> _Text block_
- Born: August 26, 1910 Augusta, Georgia, United States
- Died: October 16, 1978 (aged 68)
- Education: University of Toronto (B.Sc. 1931; M.D. 1934; Ch.M. 1939)
- Occupations: Surgeon, lecturer, teacher, researcher
- Years active: 1939–1965
- Employer(s): Toronto General Hospital, St Mary's Hospital (Manchester), Women's College Hospital, University of Toronto
- Title: Canada's First Lady of Surgery

= Jessie Gray =

Canadian surgeon and researcher (1910–1978)

Jessie Catherine Gray (August 26, 1910 – October 16, 1978) was a Canadian cancer surgeon, educator, and researcher. Known as the Canadian "First Lady of Surgery", Gray is described as a trailblazer for women surgeons and an example that women could excel in the male-dominated field of general surgery. During her career, she was considered one of the top four cancer surgeons in North America, and she earned many firsts and fellowships in her field.

== Early life and education ==
Gray was born in Augusta, Georgia, United States, on August 26, 1910. When she was two years old, her family moved to Toronto, Ontario, Canada, where she was schooled and lived and worked for the rest of her life. As an undergraduate at the University of Toronto, she became a member of the sorority Alpha Delta Pi. She also served as president of the medical women's organization for undergraduates, participated in sports such as tennis and hockey, and won a scholarship for "all-round competence". In 1931, she obtained her Bachelor of Science with honors from the university and continued there to obtain her Doctor of Medicine in 1934. The Faculty of Medicine awarded her the gold medal for highest academic standing of her graduating class; she was the first woman to receive this medal.

[Segmentation mask data]

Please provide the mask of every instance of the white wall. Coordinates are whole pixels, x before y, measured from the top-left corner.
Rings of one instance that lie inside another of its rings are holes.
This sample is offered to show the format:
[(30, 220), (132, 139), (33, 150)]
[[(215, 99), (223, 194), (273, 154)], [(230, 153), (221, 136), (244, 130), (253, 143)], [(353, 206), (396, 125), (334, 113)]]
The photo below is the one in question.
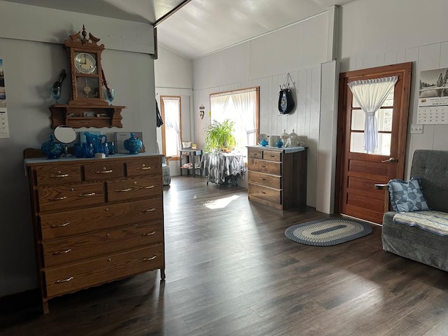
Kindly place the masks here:
[[(416, 123), (420, 71), (448, 67), (447, 17), (445, 0), (358, 0), (342, 6), (341, 71), (413, 62), (409, 124)], [(422, 134), (408, 133), (407, 177), (414, 151), (448, 150), (447, 134), (448, 125), (425, 125)]]
[[(329, 10), (330, 13), (332, 10)], [(309, 148), (307, 204), (332, 212), (335, 147), (335, 88), (340, 71), (412, 61), (410, 125), (416, 123), (416, 83), (419, 71), (448, 66), (448, 2), (444, 0), (356, 0), (336, 10), (337, 34), (329, 13), (193, 61), (194, 105), (209, 110), (211, 93), (260, 86), (260, 132), (279, 134), (294, 128)], [(336, 43), (337, 65), (326, 62)], [(325, 73), (321, 78), (321, 64)], [(329, 78), (333, 71), (335, 78)], [(297, 108), (278, 115), (279, 85), (290, 72)], [(197, 137), (209, 118), (195, 116)], [(330, 132), (331, 134), (330, 135)], [(417, 148), (448, 149), (447, 125), (426, 125), (423, 134), (408, 134), (405, 174)], [(319, 138), (319, 134), (321, 137)], [(318, 144), (319, 139), (327, 143)], [(200, 145), (203, 144), (198, 141)], [(317, 181), (319, 178), (324, 178)], [(329, 184), (330, 183), (330, 184)], [(316, 186), (318, 185), (318, 189)], [(316, 202), (317, 201), (317, 202)]]
[[(8, 139), (0, 139), (1, 297), (37, 287), (22, 151), (39, 148), (52, 132), (48, 106), (54, 102), (49, 87), (62, 69), (69, 73), (62, 48), (69, 34), (85, 24), (88, 32), (101, 38), (106, 46), (102, 59), (106, 79), (116, 91), (114, 104), (127, 106), (122, 113), (123, 128), (99, 130), (111, 139), (113, 132), (141, 131), (146, 150), (155, 151), (156, 127), (155, 103), (147, 99), (155, 95), (154, 61), (148, 55), (153, 50), (151, 26), (1, 1), (0, 15), (10, 132)], [(68, 76), (62, 103), (69, 99), (70, 92)]]
[[(210, 122), (210, 94), (260, 86), (260, 132), (280, 135), (294, 130), (309, 147), (307, 202), (312, 206), (316, 206), (321, 63), (326, 57), (328, 16), (326, 13), (193, 61), (194, 105), (204, 104), (206, 111), (203, 120), (195, 115), (198, 144), (204, 146), (202, 131)], [(279, 87), (288, 73), (296, 106), (280, 115)]]

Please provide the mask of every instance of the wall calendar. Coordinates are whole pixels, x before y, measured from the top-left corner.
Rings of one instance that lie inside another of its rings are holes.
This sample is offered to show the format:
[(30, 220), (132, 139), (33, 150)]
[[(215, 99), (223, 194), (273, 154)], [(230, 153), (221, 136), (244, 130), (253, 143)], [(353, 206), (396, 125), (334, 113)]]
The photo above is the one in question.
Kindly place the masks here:
[(448, 124), (448, 68), (420, 72), (418, 124)]

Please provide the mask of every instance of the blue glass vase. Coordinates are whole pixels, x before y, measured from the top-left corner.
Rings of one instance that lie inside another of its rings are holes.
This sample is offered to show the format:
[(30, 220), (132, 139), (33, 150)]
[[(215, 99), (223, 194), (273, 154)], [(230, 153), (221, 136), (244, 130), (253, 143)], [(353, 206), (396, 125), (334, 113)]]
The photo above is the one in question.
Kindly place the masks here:
[(56, 141), (55, 134), (50, 134), (48, 137), (50, 140), (42, 144), (41, 150), (47, 155), (47, 158), (57, 159), (61, 156), (64, 146), (62, 144)]
[(137, 154), (140, 148), (141, 148), (143, 143), (141, 140), (134, 136), (134, 133), (131, 133), (131, 137), (125, 140), (123, 145), (125, 149), (128, 150), (130, 154)]

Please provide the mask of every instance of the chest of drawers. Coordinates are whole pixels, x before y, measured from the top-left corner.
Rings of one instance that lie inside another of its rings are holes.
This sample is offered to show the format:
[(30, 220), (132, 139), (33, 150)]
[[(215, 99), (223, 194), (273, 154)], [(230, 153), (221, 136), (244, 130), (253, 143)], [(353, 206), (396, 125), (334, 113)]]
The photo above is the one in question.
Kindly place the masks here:
[(68, 293), (157, 269), (164, 279), (162, 155), (25, 164), (44, 313)]
[(248, 147), (248, 194), (281, 210), (306, 206), (307, 148)]

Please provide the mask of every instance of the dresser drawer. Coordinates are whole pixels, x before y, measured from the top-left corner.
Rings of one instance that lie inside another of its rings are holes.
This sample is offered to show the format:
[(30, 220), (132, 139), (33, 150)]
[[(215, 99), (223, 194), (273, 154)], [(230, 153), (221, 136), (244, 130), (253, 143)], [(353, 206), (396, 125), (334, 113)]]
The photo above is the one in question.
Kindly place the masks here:
[(264, 160), (248, 159), (248, 169), (260, 173), (281, 175), (281, 163)]
[(123, 163), (114, 162), (106, 159), (99, 161), (83, 166), (85, 181), (104, 181), (125, 177)]
[(81, 167), (79, 164), (36, 167), (33, 170), (38, 186), (76, 183), (81, 181)]
[(248, 194), (249, 197), (254, 196), (278, 204), (281, 204), (281, 190), (249, 183), (248, 183)]
[(248, 172), (248, 181), (250, 183), (281, 189), (281, 177), (280, 176), (251, 171)]
[(161, 158), (145, 158), (126, 163), (128, 176), (162, 174)]
[(152, 197), (162, 192), (160, 176), (106, 182), (108, 202)]
[(162, 218), (163, 202), (161, 196), (39, 216), (43, 241)]
[(161, 220), (151, 224), (134, 224), (55, 239), (42, 244), (44, 267), (71, 263), (106, 253), (162, 243), (162, 241)]
[(275, 161), (276, 162), (281, 162), (281, 152), (276, 150), (263, 150), (263, 160), (268, 160), (270, 161)]
[(106, 254), (82, 262), (47, 268), (47, 297), (69, 293), (164, 267), (163, 245)]
[(39, 209), (44, 212), (101, 204), (105, 201), (103, 183), (41, 187), (37, 194)]
[(262, 159), (263, 150), (261, 148), (248, 148), (247, 157), (252, 159)]

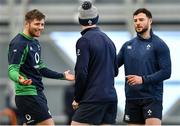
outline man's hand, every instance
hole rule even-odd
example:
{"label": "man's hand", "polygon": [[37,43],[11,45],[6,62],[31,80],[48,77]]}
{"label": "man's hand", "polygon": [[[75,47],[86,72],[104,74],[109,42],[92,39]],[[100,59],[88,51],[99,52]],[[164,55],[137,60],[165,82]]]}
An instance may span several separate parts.
{"label": "man's hand", "polygon": [[73,101],[72,103],[72,107],[74,110],[78,109],[79,108],[79,103],[77,103],[75,100]]}
{"label": "man's hand", "polygon": [[32,83],[32,80],[31,79],[24,79],[23,76],[19,75],[19,82],[22,85],[30,85]]}
{"label": "man's hand", "polygon": [[66,80],[69,80],[69,81],[74,81],[75,80],[75,76],[70,73],[70,70],[65,71],[64,76],[65,76]]}
{"label": "man's hand", "polygon": [[137,75],[127,75],[126,79],[129,85],[138,85],[143,83],[142,77]]}

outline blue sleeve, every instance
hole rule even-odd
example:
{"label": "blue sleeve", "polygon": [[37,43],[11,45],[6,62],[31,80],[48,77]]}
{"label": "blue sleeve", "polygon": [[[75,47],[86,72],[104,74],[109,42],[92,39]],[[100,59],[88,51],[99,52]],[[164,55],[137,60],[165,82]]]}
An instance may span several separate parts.
{"label": "blue sleeve", "polygon": [[64,79],[63,73],[52,71],[46,67],[41,68],[39,72],[41,73],[43,77],[52,78],[52,79],[61,79],[61,80]]}
{"label": "blue sleeve", "polygon": [[151,75],[143,76],[143,82],[147,84],[162,82],[171,76],[171,58],[168,46],[164,42],[157,43],[155,53],[159,70]]}
{"label": "blue sleeve", "polygon": [[88,76],[89,46],[85,38],[80,38],[76,44],[77,61],[75,65],[75,93],[74,100],[79,102],[86,90]]}

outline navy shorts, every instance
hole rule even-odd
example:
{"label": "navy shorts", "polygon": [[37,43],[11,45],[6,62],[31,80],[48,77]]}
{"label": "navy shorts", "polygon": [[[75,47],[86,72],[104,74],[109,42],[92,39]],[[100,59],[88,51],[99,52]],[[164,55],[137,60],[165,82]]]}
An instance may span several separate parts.
{"label": "navy shorts", "polygon": [[52,118],[43,92],[38,95],[16,95],[15,102],[27,125],[35,125]]}
{"label": "navy shorts", "polygon": [[148,118],[162,119],[162,101],[157,99],[126,100],[124,122],[145,124]]}
{"label": "navy shorts", "polygon": [[92,125],[115,124],[117,102],[111,103],[82,103],[75,111],[72,120]]}

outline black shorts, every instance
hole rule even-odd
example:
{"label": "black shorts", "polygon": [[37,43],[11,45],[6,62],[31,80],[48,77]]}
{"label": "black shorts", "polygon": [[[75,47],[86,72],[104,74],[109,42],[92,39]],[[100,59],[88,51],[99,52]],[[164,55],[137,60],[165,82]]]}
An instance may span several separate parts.
{"label": "black shorts", "polygon": [[126,100],[124,122],[145,124],[148,118],[162,119],[162,101],[148,98]]}
{"label": "black shorts", "polygon": [[115,124],[117,102],[112,103],[82,103],[75,111],[72,120],[92,125]]}
{"label": "black shorts", "polygon": [[38,95],[16,95],[16,106],[22,113],[24,123],[35,125],[44,120],[52,118],[45,95],[40,92]]}

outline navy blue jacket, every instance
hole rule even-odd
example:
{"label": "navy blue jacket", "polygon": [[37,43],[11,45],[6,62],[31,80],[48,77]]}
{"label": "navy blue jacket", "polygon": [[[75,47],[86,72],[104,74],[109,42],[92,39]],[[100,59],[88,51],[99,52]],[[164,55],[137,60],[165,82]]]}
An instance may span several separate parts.
{"label": "navy blue jacket", "polygon": [[152,33],[126,42],[118,53],[118,66],[124,64],[125,75],[143,77],[143,84],[130,86],[125,82],[127,99],[156,98],[162,100],[163,81],[170,78],[171,59],[168,46]]}
{"label": "navy blue jacket", "polygon": [[75,66],[76,102],[114,102],[114,77],[118,74],[116,48],[98,27],[81,32],[77,41]]}

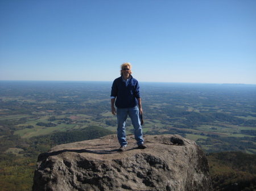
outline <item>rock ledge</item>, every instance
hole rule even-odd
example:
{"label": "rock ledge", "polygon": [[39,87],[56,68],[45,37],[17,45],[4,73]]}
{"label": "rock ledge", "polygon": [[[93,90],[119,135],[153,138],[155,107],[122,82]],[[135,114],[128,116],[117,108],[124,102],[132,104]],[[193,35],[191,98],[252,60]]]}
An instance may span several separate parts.
{"label": "rock ledge", "polygon": [[128,135],[61,145],[38,157],[33,191],[212,190],[204,153],[178,135],[146,135],[144,150]]}

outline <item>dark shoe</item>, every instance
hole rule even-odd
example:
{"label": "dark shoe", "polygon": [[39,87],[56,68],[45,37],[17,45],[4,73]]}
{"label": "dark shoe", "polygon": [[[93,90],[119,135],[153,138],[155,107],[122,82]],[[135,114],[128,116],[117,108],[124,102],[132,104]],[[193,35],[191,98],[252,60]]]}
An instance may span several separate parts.
{"label": "dark shoe", "polygon": [[120,148],[119,148],[119,151],[121,152],[123,152],[125,150],[125,147],[124,146],[121,146]]}
{"label": "dark shoe", "polygon": [[147,147],[145,145],[144,145],[144,144],[141,144],[141,145],[139,145],[139,146],[138,146],[138,147],[139,148],[141,148],[141,149],[145,149],[145,148],[147,148]]}

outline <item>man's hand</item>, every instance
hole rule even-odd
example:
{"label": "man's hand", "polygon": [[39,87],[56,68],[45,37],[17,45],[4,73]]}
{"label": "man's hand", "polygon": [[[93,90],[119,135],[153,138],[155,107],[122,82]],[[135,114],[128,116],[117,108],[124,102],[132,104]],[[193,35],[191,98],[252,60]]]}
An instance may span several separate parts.
{"label": "man's hand", "polygon": [[142,111],[142,108],[139,108],[139,114],[142,114],[142,113],[143,113],[143,111]]}
{"label": "man's hand", "polygon": [[114,107],[111,108],[111,112],[112,112],[112,114],[114,116],[117,114],[117,112],[115,111],[115,108]]}
{"label": "man's hand", "polygon": [[114,106],[114,103],[115,103],[115,97],[111,99],[111,112],[112,112],[112,114],[114,116],[115,116],[115,114],[117,114],[117,112],[115,111],[115,107]]}

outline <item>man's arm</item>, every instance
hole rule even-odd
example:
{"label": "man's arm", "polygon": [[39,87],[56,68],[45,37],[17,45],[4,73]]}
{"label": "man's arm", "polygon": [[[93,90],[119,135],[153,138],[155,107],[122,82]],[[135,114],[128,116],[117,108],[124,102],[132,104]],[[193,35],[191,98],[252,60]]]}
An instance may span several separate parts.
{"label": "man's arm", "polygon": [[141,99],[137,98],[137,100],[138,100],[138,105],[139,105],[139,114],[142,114],[143,112],[142,111],[142,106],[141,105]]}
{"label": "man's arm", "polygon": [[115,97],[111,99],[111,112],[113,115],[115,115],[117,114],[117,112],[115,111],[115,108],[114,106]]}

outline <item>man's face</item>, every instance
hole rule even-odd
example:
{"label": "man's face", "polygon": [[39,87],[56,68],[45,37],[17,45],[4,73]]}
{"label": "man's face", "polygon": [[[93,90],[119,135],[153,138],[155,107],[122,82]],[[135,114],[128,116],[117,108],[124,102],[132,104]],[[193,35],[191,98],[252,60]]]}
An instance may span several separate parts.
{"label": "man's face", "polygon": [[130,68],[129,66],[124,66],[122,69],[122,74],[123,75],[129,75],[130,74]]}

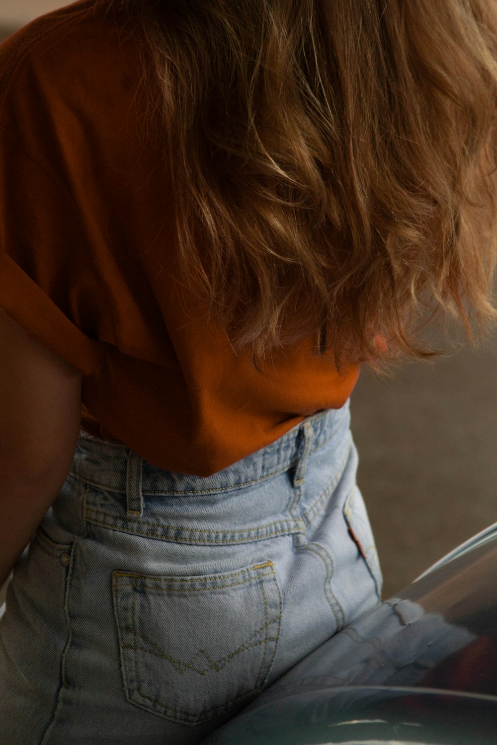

> _Work order A_
Could you reproduce, word for word, the part of the Jessie Gray biography that opens with the words containing "- Education: University" and closes with "and researcher (1910–1978)"?
> _Work order B_
Does the Jessie Gray biography support each of these statements? Answer yes or no for each, and quote the deciding words. (i) Gray's family moved to Toronto when she was two years old. (ii) Gray obtained her Doctor of Medicine in 1931. (iii) Gray was the first woman to receive the Faculty of Medicine's gold medal for highest academic standing.
You can ignore the lines; they aren't needed.

> _Answer box A_
- Education: University of Toronto (B.Sc. 1931; M.D. 1934; Ch.M. 1939)
- Occupations: Surgeon, lecturer, teacher, researcher
- Years active: 1939–1965
- Employer(s): Toronto General Hospital, St Mary's Hospital (Manchester), Women's College Hospital, University of Toronto
- Title: Canada's First Lady of Surgery

= Jessie Gray =

Canadian surgeon and researcher (1910–1978)

> _Answer box B_
(i) Yes: "When she was two years old, her family moved to Toronto, Ontario, Canada"
(ii) No: "continued there to obtain her Doctor of Medicine in 1934"
(iii) Yes: "she was the first woman to receive this medal"